- _Work to do_
Locate every line in the data below that contains the word "trunk" and copy each such line. Case counts.

===== Input records

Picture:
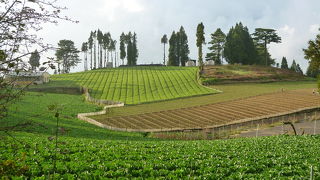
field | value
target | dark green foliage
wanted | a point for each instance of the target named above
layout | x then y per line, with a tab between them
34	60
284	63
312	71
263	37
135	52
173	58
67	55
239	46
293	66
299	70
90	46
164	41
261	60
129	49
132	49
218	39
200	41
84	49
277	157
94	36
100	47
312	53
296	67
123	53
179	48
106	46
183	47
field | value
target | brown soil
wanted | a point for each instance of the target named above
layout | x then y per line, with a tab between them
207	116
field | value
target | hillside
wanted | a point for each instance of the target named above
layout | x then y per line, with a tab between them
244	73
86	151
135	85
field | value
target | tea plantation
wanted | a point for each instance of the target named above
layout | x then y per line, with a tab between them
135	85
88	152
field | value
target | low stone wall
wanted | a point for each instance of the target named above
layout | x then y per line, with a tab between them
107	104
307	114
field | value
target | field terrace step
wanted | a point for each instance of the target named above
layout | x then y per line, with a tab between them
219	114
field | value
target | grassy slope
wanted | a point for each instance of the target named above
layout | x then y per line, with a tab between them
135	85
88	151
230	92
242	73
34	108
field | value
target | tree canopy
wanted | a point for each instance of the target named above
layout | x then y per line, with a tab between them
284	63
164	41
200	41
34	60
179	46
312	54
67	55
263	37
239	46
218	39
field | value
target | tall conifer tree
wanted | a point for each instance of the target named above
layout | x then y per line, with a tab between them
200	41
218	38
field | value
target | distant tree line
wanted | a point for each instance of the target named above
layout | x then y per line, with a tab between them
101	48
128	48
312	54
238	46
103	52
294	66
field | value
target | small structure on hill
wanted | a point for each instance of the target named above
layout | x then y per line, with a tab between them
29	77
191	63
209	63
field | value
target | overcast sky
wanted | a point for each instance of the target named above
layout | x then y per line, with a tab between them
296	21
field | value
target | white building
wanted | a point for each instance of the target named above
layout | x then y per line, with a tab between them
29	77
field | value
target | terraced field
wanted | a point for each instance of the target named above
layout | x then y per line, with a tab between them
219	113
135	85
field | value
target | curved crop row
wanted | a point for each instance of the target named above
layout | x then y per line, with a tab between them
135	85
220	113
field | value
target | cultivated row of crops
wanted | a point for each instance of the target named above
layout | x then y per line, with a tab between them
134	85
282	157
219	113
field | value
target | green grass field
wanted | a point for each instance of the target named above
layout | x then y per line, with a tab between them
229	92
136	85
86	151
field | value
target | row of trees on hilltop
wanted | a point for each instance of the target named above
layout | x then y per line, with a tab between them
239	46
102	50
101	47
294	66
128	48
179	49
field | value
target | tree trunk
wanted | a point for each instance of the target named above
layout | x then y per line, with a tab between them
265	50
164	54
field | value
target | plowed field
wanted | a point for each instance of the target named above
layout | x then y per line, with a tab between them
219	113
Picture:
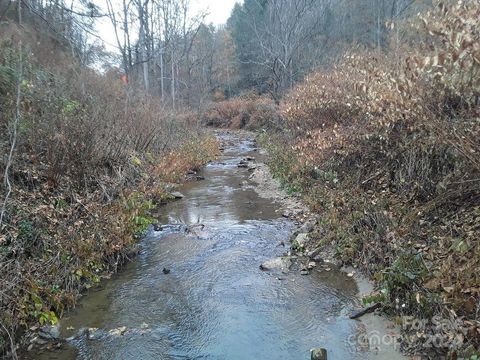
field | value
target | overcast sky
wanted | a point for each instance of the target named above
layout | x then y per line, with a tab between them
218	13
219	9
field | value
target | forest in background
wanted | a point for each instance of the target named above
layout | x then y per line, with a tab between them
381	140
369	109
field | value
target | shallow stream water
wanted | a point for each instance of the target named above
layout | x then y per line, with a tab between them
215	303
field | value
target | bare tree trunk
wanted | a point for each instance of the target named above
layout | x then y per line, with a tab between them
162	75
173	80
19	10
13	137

==========

- _Completed exercise_
target | tree trunk
target | bare tree trunk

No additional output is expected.